====== Stored data ======
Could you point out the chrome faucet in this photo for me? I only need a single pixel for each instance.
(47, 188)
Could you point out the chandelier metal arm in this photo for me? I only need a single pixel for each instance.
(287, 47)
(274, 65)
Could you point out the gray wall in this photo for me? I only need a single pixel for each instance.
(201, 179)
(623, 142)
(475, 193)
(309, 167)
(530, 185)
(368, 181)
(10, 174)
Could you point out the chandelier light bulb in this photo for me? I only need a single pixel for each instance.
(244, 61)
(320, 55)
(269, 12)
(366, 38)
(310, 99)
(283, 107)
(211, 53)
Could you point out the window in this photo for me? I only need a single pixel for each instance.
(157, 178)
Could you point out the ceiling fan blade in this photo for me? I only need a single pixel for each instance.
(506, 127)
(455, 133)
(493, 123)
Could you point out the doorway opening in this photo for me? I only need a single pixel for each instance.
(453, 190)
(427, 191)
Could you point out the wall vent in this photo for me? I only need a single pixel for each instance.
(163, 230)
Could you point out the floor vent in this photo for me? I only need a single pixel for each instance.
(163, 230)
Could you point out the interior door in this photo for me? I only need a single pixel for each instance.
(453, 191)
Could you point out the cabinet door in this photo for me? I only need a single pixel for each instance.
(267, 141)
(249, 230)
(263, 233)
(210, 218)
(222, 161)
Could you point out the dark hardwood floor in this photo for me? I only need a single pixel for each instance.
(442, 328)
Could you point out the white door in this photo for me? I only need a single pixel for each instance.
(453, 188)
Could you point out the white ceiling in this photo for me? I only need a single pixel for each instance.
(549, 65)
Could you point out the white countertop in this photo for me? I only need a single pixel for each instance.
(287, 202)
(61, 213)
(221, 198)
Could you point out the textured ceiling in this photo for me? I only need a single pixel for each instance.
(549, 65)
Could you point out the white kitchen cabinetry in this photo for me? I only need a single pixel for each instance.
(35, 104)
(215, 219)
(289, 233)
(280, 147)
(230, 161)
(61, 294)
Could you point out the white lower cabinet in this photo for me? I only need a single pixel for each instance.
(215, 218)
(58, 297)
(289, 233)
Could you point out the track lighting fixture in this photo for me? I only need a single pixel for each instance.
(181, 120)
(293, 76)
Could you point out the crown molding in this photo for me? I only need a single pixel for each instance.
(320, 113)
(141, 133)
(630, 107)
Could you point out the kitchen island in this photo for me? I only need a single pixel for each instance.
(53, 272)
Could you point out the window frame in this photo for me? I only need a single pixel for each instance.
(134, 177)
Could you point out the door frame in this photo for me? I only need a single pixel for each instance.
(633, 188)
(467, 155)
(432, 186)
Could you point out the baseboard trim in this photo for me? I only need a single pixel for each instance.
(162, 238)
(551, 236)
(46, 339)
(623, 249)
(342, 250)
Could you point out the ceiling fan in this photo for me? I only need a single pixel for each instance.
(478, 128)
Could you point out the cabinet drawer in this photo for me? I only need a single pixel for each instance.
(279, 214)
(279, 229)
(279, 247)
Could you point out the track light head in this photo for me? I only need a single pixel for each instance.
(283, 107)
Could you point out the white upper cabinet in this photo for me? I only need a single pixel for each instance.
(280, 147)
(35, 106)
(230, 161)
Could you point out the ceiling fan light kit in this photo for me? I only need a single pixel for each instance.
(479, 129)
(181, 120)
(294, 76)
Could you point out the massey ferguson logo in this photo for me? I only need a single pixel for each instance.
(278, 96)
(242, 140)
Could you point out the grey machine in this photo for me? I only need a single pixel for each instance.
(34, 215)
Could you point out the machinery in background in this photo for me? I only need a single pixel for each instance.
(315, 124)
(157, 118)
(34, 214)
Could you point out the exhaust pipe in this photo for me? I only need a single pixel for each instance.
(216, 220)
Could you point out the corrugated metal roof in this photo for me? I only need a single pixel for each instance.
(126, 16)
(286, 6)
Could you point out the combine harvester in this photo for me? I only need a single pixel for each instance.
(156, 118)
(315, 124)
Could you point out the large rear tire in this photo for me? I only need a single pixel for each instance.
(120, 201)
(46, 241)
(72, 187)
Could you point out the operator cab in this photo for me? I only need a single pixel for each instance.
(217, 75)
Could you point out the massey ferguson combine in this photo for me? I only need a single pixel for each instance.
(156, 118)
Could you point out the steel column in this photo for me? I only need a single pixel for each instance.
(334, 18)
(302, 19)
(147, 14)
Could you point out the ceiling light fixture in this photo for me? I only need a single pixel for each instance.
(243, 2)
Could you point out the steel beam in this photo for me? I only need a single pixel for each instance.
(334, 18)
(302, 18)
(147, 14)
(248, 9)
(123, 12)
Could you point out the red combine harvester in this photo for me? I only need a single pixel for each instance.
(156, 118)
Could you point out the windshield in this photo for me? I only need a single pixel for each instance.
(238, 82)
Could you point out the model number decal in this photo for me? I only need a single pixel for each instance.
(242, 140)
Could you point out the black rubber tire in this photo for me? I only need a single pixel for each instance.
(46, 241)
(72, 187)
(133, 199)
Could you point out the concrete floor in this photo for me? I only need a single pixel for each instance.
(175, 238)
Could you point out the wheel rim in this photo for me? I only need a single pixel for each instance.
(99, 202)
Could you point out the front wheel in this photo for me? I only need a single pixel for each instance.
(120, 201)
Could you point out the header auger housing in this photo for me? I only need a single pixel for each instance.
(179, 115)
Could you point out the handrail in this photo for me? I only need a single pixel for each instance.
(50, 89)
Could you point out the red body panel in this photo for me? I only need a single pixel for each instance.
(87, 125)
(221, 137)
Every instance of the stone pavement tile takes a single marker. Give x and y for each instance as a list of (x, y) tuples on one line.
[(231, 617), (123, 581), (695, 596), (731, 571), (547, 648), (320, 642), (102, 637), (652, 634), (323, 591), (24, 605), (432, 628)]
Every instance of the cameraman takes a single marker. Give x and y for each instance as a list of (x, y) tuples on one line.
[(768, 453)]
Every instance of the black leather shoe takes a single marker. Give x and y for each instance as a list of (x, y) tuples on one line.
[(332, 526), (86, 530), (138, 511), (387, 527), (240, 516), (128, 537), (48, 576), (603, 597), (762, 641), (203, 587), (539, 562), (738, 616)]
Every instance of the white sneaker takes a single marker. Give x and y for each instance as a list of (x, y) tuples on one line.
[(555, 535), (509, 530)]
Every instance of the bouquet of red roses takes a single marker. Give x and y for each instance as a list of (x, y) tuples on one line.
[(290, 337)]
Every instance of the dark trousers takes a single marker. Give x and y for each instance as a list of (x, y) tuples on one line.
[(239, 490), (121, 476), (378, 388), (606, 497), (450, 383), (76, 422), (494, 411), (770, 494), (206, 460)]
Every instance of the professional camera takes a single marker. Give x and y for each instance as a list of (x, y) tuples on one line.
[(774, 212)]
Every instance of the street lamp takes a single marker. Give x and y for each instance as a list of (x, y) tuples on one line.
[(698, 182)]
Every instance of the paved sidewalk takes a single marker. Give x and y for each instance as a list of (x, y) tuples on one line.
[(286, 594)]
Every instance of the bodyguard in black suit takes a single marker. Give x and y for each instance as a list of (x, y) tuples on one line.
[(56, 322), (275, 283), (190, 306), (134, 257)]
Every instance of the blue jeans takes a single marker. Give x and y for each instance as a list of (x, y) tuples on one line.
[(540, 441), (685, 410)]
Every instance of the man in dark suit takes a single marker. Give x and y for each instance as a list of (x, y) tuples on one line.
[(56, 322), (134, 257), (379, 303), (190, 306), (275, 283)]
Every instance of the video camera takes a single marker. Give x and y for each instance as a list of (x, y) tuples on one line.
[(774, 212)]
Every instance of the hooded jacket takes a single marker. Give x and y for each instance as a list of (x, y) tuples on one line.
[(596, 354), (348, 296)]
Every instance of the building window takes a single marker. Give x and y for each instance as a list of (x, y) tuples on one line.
======
● What to work on
Provide an exact copy of all the material.

● Answer to this problem
Could you point out the chrome faucet in this photo for me? I only need a single pixel for each instance.
(47, 188)
Could you point out the chandelier metal arm in this photo for me? I only need a single pixel for each instance.
(287, 47)
(274, 65)
Could you point out the gray wall in this photo for me? I only need a single pixel for each instance.
(201, 179)
(623, 142)
(475, 193)
(309, 167)
(530, 185)
(368, 181)
(10, 174)
Could you point out the chandelier light bulb in this photo for me? I only need a single pixel for each instance.
(244, 61)
(320, 55)
(269, 12)
(366, 38)
(310, 99)
(283, 107)
(211, 53)
Could you point out the window in this photo for me? I only need a single pixel for each instance.
(157, 178)
Could you point out the ceiling fan blade in this photo for me? I only need a single pixel for each instance.
(506, 127)
(455, 133)
(493, 123)
Could you point out the doorway opening in this photo for me? I only need a single pixel for each instance.
(453, 190)
(427, 191)
Could you point out the wall vent in this photo for me? I only need a single pixel for each instance.
(163, 230)
Could you point out the floor vent in this photo for me? I only need a single pixel for each instance.
(163, 230)
Could you point out the interior door in this photo for me? I only need a single pixel for each instance.
(453, 191)
Could you point out the cabinet door in this photo for me? I only need a single pixel for each instance.
(267, 141)
(249, 230)
(263, 233)
(210, 218)
(222, 161)
Could you point out the dark hardwood floor in this photo for me? I only need a single pixel for each instance.
(442, 328)
Could you point out the white door in this photo for me? I only need a single pixel for each instance.
(453, 188)
Could you point out the white ceiling in this photo for me? I only need a single pixel for each instance.
(549, 65)
Could you point out the white countertop in this photo for me? I only need a single pixel for each instance.
(287, 202)
(61, 213)
(221, 198)
Could you point out the textured ceiling in this photo for me? I only need a single pixel for each instance.
(549, 65)
Could you point out the white kitchen cabinetry in this photo for me? I only need a single pixel for each instance.
(35, 104)
(215, 219)
(289, 233)
(280, 147)
(230, 161)
(61, 294)
Could you point out the white lower cabinet in this photo for me? I only need a single pixel for each instance.
(215, 218)
(58, 297)
(289, 233)
Could you point out the track lighting fixture in this photo for me? I only need a single pixel for each instance.
(181, 120)
(293, 76)
Could you point out the crown molding in this photo for me? I only need a single pixel for each instance.
(320, 113)
(141, 133)
(630, 107)
Could you point out the kitchen island in this photo for me? I only need a single pixel for each instance.
(53, 272)
Could you point out the window frame in this photo for me? I only need a single pixel for each instance.
(134, 177)
Could you point out the door frame in this photo for me? I only need a single pixel for each instance.
(633, 188)
(467, 155)
(432, 186)
Could you point out the baseboard trim in this photo for me? I only need a single pixel for each instance.
(162, 238)
(551, 236)
(46, 339)
(623, 249)
(342, 250)
Could you point out the ceiling fan in this photo for me? I only need a single pixel for each instance.
(478, 128)
Could you point out the cabinet drawer in this photo for me? I only need a single pixel for each instance.
(279, 214)
(279, 229)
(279, 247)
Could you point out the track light head in this photo for me? I only need a single pixel for each instance.
(283, 107)
Could you point out the white upper cabinet in this photo for me? I only need a single pixel for each instance.
(280, 147)
(35, 106)
(230, 161)
Could you point out the ceiling fan light kit in this photo for me? I only need a single pixel for each instance.
(479, 129)
(181, 120)
(294, 76)
Could you point out the massey ferguson logo in this photo for me? I only need a single pixel for each instance.
(278, 96)
(242, 140)
Could you point out the grey machine in this photo for me? I only need a single pixel for each instance.
(34, 215)
Could you point out the machinery in background in this photo for me? I only need a single pixel for each instance.
(315, 124)
(157, 118)
(34, 214)
Could you point out the exhaust pipe in this photo for me? I only need a single pixel for each instance.
(216, 220)
Could you point out the corrugated metal roof in this photo for me? I only need a single pixel for each instance.
(126, 16)
(286, 6)
Could you point out the combine harvester in this photo for me? I only need a single pixel for each instance.
(156, 118)
(315, 124)
Could you point out the large rear tire in this photo for me? I only need a single pixel for each instance.
(120, 201)
(46, 241)
(72, 187)
Could you point out the operator cab in this photo for me? I only need a single pixel for each instance.
(217, 75)
Could you point out the massey ferguson combine in this photo for me? I only need a single pixel for each instance.
(156, 118)
Could you point out the steel column in this photo for me? I only need a single pixel for each instance.
(334, 18)
(302, 19)
(147, 14)
Could you point out the ceiling light fixture in this photo for me? I only need a single pixel for each instance.
(243, 2)
Could you point out the steel beam in this photo for me? I only need a single pixel for each instance.
(334, 18)
(302, 18)
(147, 14)
(248, 9)
(123, 12)
Could you point out the red combine harvester in this photo for me? I only need a single pixel for each instance.
(156, 118)
Could you point out the windshield in this photo for me? I only need a single pixel for each instance.
(238, 82)
Could you point out the model number decal in this photo for me? I only need a single pixel for each instance.
(242, 140)
Could you point out the black rubber tire in this photo for me? I only need a single pixel for each instance.
(46, 241)
(72, 187)
(133, 199)
Could you point out the concrete floor in this photo for me? I only need a single pixel for each instance.
(175, 238)
Could you point out the wheel rim in this photo for me? I only need a single pixel for each instance.
(99, 202)
Could you point out the front wheel in this photo for me? I only need a single pixel for each instance.
(120, 201)
Could you point out the header auger housing in this photo for me? I only need a single pixel for each instance.
(179, 115)
Could you point out the handrail in this photo for me? I only need a single pixel for each instance.
(50, 89)
Could you point out the red body panel in this photo for me? I only need a single pixel for each instance.
(87, 125)
(221, 137)
Every instance of the stone pavement tile takes a single marker. Give x and y for each instance as a list of (x, y) tuples on one line.
[(231, 617), (123, 581), (695, 596), (731, 571), (547, 648), (320, 642), (102, 637), (652, 634), (323, 591), (24, 605), (432, 628)]
Every instance of the cameraman takes a single marker. Give x and y for each instance as a list of (x, y) tuples on one line.
[(768, 453)]
Every instance of the black leather shoe takes a single marker. Give x and y for each instance as a list of (x, y) tuples on one line.
[(332, 526), (86, 530), (138, 511), (387, 527), (240, 516), (128, 537), (48, 576), (603, 597), (762, 641), (203, 587), (539, 562), (738, 616)]
Every instance of the white sneaker takes a single marker. Give x and y for each instance as a list of (x, y) tuples on one line.
[(555, 535), (509, 530)]
Every instance of the bouquet of red roses takes a single marker. Give x and y for each instance as a list of (x, y) tuples on one line.
[(290, 337)]
Every instance of the dark trousers takes a single marker. Give x and y for each instance as a list of (x, y) tuples on one line.
[(239, 490), (121, 476), (378, 388), (606, 497), (450, 383), (76, 422), (494, 411), (770, 494), (206, 460)]
Every instance of the professional camera takes a single marker. Give x and y for each instance as a list of (x, y) tuples on one line.
[(774, 212)]
Every instance of the street lamp takes a single marker. Give x and y for each instance as a list of (x, y) tuples on one line.
[(698, 182)]
Every instance of the paved sidewalk takes a single marker. Give x and y for each instance as a list of (x, y) tuples on one line.
[(286, 594)]
Every instance of the bodyguard in black suit takes a single marker. Give x and y for each instance as a list of (x, y) tuples on one line.
[(56, 322), (275, 283), (190, 306), (134, 257)]
Every instance of the blue jeans takes a single marker. Give x and y for each instance as a list of (x, y) tuples on one line.
[(540, 441), (685, 410)]
Every instance of the man in dark suit takes a single marker. Give x and y for each instance as a list of (x, y) tuples on one line.
[(56, 322), (134, 257), (379, 303), (190, 306), (275, 283)]
Every instance of the video camera takes a single marker. Give x and y for each instance as a list of (x, y) tuples on one line.
[(774, 212)]
Every instance of the hooded jacket takes a single marker. Give x and y for each instance as a list of (x, y) tuples on one line.
[(596, 354), (348, 296)]
Every instance of the building window takes a single marker. Give x and y for each instance as a list of (x, y) tuples on one line.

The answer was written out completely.